● Direction
Count the lines of the data below that contain the word "mask" and give only that number.

● Provided records
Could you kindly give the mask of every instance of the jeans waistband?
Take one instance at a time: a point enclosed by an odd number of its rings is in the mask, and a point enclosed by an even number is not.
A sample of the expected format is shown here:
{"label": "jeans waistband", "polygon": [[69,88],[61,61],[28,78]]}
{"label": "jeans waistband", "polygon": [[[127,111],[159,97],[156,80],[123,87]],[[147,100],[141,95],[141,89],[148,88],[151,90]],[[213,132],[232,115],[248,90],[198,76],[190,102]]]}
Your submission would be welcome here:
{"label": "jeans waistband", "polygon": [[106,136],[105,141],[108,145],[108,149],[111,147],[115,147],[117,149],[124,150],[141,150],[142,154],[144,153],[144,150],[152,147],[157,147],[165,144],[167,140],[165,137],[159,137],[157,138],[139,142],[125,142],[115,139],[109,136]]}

● Solution
2